In the Mr. Bubble article below, copy word for word the passage from "In 2011, Mr." to "a redesigned mascot.".

Segment Start: Excerpt provided

Mr. Bubble
- Logo
- Type: Bubble bath
- Inventor: Harold Schafer
- Inception: 1961
- Manufacturer: The Village Company
- Website: https://thevillagecompany.com/pages/mr-bubble

= Mr. Bubble =

Brand of bubble bath

Mr. Bubble is an American brand of bubble bath products manufactured by The Village Company. Created by Harold Schafer in 1961, it is the #1 brand of bubble bath products in the United States. In addition to the flagship bubble bath formula, the line includes body wash, shampoo, conditioner, bath bombs, hand soap and baby wipes. The Mr. Bubble brand became well known for its advertisements, most famously featuring bright and colorful cartoon depictions of the Mr. Bubble character in humorous settings.

==History==
Mr. Bubble was invented by Harold Schafer who, through his love of helping his children during bath time, envisioned a low cost powdered bubble bath product to be sold at grocery stores and pharmacies. The idea for the name "Mr. Bubble" came after Schafer heard a late-night radio ad for foam cleaner Mr. Clean.

It was first manufactured by his Gold Seal Company in North Dakota in 1961 and sold for 59 cents ($5.85 in 2022). Due to the cost being too high for the intended market of families at the time, the product quickly flopped. After working with suppliers to lower the cost to 39 cents ($3.86 in 2022 money), combined with its now famous commercials, Mr. Bubble soon catapulted to worldwide success. In 1972, the company introduced the now-standard liquid bubble bath bottles.

Gold Seal continued to manufacture and distribute Mr. Bubble until 1986 when it was sold to Airwick Industries, then a division of Reckitt & Colman. R&C sold the brand to J. W. Childs Assoc. as a part of their Personal Care Group, Inc., and Playtex Products acquired the Personal Care Group in 1997. Ascendia Brands, Inc. purchased Mr. Bubble in 2005 from Playtex Products. Ascendia Brands, Inc. later filed for bankruptcy, which was when The Village Company acquired the Mr. Bubble brand in August 2008.

In 2011, Mr. Bubble celebrated its 50th anniversary with a party at the North Dakota State Capitol hosted by former governor Ed Schafer, the son of Harold Schafer, as well as a redesigned mascot.

Segment End: Excerpt provided
Segment Start: Dataset excerpt

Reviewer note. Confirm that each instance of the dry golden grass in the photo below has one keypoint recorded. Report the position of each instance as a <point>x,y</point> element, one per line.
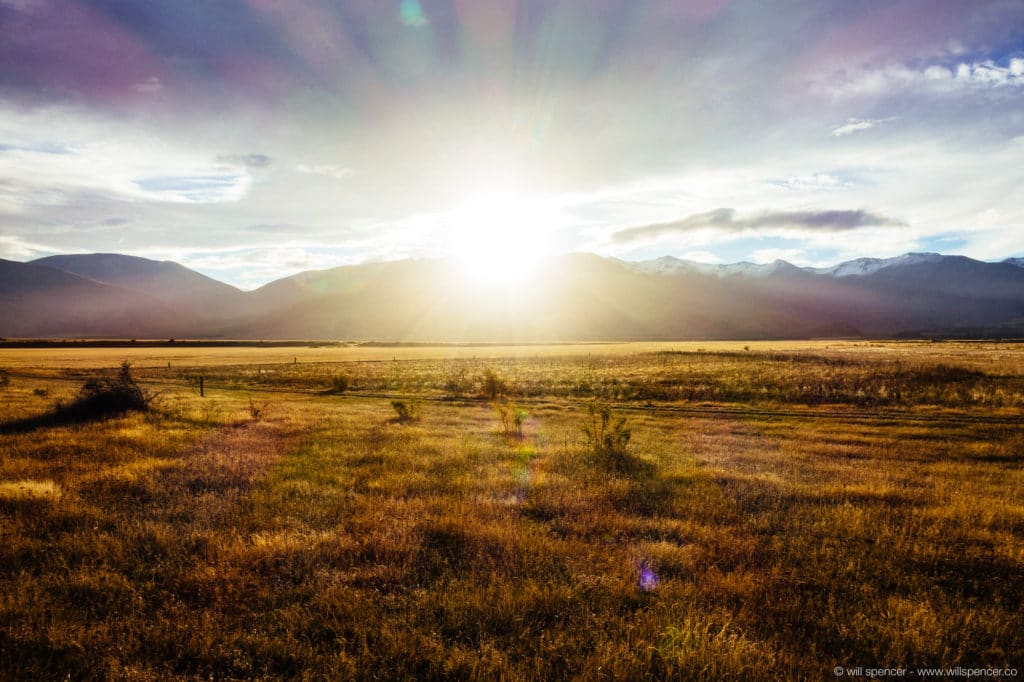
<point>745,539</point>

Segment End: Dataset excerpt

- Expected answer
In 2011, Mr. Bubble celebrated its 50th anniversary with a party at the North Dakota State Capitol hosted by former governor Ed Schafer, the son of Harold Schafer, as well as a redesigned mascot.